» **EXTRACT**
<<<<

1.2              Headings and Table of Contents.  The inclusion in this Agreement of headings, subheadings and table of contents is for convenience of reference only and shall not affect the construction or interpretation of this Agreement.

1.3              Gender and Number.  In this Agreement, unless the context otherwise requires, words importing the singular include the plural and vice versa and words importing gender include all genders.

1.4              Currency.  In this Agreement, all amounts are stated and payable in Canadian currency, unless indicated otherwise.

1.5              Invalidity of Provisions.  Each of the provisions contained in this Agreement is distinct and severable and a declaration of invalidity or unenforceability of any such provision by a court of competent jurisdiction shall not affect the validity or enforceability of any other provision hereof.

1.6              Entire Agreement.  This Agreement constitutes the entire agreement between the parties pertaining to the subject matter of this Agreement.  There are no warranties, representations or agreements between the parties in connection with such subject matter except as specifically set forth or referred to in this Agreement.

1.7              Modification and Waiver.  This Agreement may not be modified unless agreed to in writing by both the Customer and the Developer.  No extension of any time limit granted by a party shall constitute an extension of any other time limit or any subsequent instance involving the same time limit.  No consent by a party to, nor waiver of, a breach by the other, whether express or implied, shall constitute a consent to or waiver of or excuse for any other different or subsequent breach, unless such waiver or consent is in writing and signed by the party claimed to have waived or consented.  Except as otherwise provided herein, no term or provision hereof shall be deemed waived and no breach excused.

>>>>

» **GIVEN INSTRUCTION 1**
In the agreement excerpt, what currency are amounts stated and payable in unless indicated otherwise?
» **GIVEN INSTRUCTION 2**
Write the next part of the agreement excerpt, starting after its final sentence.

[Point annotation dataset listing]
<<<<

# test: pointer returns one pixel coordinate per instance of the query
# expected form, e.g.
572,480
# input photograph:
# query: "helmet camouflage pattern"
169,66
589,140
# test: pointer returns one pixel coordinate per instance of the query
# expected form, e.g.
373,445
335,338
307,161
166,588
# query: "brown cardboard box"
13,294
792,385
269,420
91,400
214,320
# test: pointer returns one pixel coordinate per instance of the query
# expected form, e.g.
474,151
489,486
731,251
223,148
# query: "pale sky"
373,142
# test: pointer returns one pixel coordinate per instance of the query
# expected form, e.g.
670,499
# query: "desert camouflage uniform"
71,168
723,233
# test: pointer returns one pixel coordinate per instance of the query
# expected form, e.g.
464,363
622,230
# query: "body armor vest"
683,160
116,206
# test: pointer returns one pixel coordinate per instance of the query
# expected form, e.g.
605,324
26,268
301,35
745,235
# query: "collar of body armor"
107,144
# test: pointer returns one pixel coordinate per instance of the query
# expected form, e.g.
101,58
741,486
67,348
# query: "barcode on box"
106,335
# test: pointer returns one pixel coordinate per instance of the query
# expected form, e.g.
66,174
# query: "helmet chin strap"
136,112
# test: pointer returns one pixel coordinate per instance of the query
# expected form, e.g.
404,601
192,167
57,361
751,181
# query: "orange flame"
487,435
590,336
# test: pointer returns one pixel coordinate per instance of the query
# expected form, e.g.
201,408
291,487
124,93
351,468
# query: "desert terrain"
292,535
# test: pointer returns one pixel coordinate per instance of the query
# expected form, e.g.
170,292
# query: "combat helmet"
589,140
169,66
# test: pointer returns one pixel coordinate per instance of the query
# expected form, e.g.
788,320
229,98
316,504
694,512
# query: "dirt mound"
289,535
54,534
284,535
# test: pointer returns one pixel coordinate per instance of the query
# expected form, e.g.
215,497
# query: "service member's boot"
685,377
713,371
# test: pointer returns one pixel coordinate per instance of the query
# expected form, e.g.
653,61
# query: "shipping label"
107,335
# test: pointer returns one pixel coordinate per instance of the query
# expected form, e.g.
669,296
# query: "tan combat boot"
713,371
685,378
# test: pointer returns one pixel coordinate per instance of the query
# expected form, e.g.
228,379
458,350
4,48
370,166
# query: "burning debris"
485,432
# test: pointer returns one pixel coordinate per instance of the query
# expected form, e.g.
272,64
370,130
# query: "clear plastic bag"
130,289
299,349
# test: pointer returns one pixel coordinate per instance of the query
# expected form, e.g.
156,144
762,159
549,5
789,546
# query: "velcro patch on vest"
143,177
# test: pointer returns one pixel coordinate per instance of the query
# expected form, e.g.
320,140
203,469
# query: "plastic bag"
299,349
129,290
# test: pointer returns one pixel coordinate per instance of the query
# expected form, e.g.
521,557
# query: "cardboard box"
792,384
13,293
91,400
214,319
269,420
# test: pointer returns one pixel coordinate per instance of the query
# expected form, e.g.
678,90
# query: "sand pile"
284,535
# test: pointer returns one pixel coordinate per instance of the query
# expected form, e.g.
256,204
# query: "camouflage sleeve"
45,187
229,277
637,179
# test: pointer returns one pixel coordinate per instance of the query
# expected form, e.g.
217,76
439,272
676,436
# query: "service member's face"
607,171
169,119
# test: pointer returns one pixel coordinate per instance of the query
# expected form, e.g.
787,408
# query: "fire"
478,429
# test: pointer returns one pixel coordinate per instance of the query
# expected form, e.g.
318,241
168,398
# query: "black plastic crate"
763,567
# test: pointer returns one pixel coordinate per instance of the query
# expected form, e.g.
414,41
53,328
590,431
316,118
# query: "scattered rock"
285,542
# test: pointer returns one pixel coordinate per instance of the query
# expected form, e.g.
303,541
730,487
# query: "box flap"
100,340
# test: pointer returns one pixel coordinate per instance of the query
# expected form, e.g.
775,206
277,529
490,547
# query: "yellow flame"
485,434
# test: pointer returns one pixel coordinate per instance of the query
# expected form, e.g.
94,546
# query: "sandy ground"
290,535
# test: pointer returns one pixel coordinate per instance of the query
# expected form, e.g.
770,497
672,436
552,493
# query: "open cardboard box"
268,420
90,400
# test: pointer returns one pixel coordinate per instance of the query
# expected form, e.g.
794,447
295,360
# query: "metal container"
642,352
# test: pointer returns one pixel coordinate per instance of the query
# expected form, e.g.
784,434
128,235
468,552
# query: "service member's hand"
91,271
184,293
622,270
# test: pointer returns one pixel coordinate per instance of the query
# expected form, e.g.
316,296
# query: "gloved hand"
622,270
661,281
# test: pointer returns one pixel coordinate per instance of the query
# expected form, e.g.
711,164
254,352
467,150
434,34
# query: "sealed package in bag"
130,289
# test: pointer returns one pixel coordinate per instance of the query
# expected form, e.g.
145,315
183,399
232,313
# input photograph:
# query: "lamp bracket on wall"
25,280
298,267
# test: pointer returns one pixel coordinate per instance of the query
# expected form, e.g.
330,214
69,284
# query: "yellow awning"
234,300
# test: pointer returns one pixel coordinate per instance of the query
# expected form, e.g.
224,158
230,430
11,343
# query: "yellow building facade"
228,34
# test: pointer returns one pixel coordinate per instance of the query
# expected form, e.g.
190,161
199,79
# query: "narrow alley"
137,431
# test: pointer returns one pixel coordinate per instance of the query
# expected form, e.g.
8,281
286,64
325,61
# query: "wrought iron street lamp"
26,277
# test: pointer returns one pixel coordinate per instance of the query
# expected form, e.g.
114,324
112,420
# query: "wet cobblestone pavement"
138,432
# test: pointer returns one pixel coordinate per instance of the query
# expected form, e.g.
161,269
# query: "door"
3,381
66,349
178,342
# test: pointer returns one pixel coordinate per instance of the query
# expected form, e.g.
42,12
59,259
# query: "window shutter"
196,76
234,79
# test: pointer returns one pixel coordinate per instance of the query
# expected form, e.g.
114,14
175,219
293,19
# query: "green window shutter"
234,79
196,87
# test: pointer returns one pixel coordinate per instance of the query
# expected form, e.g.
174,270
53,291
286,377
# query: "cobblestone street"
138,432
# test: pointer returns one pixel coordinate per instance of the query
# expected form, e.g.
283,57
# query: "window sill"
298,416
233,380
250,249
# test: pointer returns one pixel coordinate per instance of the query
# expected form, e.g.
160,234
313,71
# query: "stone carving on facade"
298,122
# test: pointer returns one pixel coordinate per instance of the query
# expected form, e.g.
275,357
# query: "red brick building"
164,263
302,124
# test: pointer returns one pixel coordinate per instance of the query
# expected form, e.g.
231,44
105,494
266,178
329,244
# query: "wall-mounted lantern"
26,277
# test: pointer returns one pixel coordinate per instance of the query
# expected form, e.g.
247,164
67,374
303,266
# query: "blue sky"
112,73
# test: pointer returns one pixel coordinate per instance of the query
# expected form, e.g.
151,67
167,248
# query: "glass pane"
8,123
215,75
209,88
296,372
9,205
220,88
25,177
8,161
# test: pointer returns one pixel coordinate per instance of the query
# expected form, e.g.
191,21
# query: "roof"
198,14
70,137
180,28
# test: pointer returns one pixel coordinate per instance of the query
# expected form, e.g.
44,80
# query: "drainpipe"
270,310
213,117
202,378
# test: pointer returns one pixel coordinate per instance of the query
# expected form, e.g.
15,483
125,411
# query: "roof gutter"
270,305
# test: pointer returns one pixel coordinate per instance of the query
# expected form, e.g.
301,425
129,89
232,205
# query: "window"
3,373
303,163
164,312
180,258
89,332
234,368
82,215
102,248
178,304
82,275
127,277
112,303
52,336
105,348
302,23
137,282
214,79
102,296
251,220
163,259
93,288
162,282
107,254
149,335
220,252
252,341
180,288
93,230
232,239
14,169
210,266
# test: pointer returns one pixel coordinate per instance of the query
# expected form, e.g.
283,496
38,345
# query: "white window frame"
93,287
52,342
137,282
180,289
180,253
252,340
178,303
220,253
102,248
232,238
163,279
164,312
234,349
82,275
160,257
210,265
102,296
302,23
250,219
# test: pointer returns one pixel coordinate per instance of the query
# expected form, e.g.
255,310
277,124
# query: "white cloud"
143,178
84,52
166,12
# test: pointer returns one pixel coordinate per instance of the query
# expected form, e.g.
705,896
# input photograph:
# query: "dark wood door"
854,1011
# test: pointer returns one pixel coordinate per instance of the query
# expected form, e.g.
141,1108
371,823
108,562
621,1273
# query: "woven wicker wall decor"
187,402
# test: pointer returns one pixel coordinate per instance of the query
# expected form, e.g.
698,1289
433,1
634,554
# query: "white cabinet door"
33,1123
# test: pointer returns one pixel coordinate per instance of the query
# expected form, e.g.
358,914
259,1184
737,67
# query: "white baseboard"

>>>>

» **RESULT 1**
Canadian currency.

» **RESULT 2**
1.8              Counterparts.  This Agreement may be signed in counterparts and each of such counterparts shall constitute an original document and such counterparts, when taken together, shall constitute one and the same instrument.

2.                 SERVICES

2.1              Website.  The Developer will design and/or develop the Customer’s Website in accordance with the specifications set out in the Order Form (the “Specifications”).

2.2              Installation.  If the Specifications provide that the Developer will install the Customer’s Website on a server owned or operated by a third party, then the Developer will install the Customer’s Website on such server, as described in the Specifications. We reserve the right to not install the Customer Materials on the server or alternatively remove or request the removal of Customer Materials from any third party server if payment is not received in accordance with section 5, as further discussed in section 10.2 (e). If the Specifications provide that the Developer will host the Customer’s Website on the Developer’s server, then the Developer will install the Customer’s Website on the Developer’s server, as described in the Specifications.  If not specified in this Agreement or in the Specifications that the Developer will install the Customer’s Website on the Customer’s server or on a third party server, the Customer shall be exclusively responsible for properly installing the Customer’s Website on a suitable internet web server.  If the Specifications provide that the Developer will install the Customer’s Website on a server owned or operated by a third party or by the Customer, then it will be the Customer’s responsibility to ensure that such server is compatible with the Customer’s Website and is functioning properly. The Developer cannot be responsible for any lack of functionality of the Customer’s Website resulting from compatibility issues with the Customer’s server or any third party server, or any changes in software or hardware on any server other than the Developer’s server.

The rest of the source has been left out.